→ Work to complete
Start at the line below containing "Where can you find the black" and stop at the line containing "Where can you find the shirt collar". Repeat every line of that stretch exactly, and nothing outside it.

→ Data section
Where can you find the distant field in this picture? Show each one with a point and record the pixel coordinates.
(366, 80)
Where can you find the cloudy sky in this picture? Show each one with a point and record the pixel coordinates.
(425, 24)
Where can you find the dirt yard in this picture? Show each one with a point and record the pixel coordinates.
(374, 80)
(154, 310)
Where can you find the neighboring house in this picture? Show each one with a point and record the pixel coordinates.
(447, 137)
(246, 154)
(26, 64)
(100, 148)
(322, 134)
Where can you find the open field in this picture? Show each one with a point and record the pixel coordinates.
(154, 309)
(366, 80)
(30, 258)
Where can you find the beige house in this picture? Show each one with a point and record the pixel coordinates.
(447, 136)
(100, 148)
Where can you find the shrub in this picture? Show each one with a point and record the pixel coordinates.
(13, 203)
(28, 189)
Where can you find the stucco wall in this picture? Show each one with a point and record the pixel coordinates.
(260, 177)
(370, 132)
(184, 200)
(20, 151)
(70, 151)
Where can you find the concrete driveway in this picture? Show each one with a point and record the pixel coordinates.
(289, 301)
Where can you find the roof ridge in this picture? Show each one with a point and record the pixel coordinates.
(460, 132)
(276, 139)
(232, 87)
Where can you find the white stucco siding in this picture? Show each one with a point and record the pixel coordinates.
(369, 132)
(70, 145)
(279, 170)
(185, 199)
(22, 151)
...
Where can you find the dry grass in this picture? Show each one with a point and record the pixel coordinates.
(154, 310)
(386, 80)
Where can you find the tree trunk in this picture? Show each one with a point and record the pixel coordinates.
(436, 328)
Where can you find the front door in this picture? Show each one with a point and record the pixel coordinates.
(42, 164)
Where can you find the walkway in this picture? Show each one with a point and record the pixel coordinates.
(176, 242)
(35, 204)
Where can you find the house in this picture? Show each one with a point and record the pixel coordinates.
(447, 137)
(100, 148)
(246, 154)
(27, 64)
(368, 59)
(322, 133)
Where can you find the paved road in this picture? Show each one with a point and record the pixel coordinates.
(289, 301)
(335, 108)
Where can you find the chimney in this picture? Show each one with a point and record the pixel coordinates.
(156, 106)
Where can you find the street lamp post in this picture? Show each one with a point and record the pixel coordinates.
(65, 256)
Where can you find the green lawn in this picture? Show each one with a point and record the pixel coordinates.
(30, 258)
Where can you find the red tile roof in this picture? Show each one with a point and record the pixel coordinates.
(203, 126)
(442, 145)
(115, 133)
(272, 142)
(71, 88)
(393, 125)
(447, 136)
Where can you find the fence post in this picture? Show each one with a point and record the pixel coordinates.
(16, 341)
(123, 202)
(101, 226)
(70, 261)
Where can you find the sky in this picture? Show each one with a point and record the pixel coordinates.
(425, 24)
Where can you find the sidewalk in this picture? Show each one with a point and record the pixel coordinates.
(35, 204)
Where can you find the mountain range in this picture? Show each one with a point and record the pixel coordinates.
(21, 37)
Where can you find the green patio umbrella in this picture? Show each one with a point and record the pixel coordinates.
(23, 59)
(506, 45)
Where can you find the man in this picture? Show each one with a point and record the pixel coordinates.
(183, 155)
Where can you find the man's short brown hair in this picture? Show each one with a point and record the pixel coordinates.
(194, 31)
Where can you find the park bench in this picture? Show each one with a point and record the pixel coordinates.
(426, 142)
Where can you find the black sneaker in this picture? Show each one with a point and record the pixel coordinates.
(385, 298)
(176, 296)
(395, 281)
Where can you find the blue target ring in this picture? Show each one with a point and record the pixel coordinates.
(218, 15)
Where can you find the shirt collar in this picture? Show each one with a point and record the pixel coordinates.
==
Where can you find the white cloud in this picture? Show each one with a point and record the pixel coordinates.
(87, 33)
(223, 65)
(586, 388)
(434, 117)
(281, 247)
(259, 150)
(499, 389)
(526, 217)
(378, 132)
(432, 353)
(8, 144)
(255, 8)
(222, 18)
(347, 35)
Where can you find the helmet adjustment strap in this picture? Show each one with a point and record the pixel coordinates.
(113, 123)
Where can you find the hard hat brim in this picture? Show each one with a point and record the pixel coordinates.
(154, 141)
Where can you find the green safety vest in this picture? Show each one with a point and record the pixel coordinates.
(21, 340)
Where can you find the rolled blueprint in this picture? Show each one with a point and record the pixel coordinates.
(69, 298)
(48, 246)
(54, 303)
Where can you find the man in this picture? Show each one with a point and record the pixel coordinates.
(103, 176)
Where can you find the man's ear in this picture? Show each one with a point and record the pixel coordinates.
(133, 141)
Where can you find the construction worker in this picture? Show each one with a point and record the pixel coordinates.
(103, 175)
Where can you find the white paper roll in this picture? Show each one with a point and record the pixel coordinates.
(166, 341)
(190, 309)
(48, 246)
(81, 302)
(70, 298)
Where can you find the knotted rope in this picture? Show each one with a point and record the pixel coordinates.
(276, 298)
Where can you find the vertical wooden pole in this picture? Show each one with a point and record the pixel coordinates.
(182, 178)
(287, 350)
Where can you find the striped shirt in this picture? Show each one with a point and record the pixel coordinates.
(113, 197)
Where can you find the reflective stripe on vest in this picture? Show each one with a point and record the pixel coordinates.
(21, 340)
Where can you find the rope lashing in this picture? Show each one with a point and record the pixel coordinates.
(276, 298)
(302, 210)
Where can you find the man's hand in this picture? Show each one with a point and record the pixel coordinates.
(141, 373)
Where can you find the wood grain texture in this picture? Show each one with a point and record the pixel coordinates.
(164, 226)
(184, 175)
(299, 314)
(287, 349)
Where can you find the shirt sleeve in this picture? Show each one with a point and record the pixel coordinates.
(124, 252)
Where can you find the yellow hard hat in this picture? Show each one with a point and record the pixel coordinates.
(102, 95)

→ Solution for this problem
Where can you find the black sneaker in this picture? Show each one with a point and record the pixel coordinates.
(385, 298)
(176, 296)
(395, 281)
Where can you find the blue target ring in this picture? Show each one with a point and record the pixel coordinates.
(218, 15)
Where can you find the shirt collar in this picture? Show each one with a point and record the pixel coordinates.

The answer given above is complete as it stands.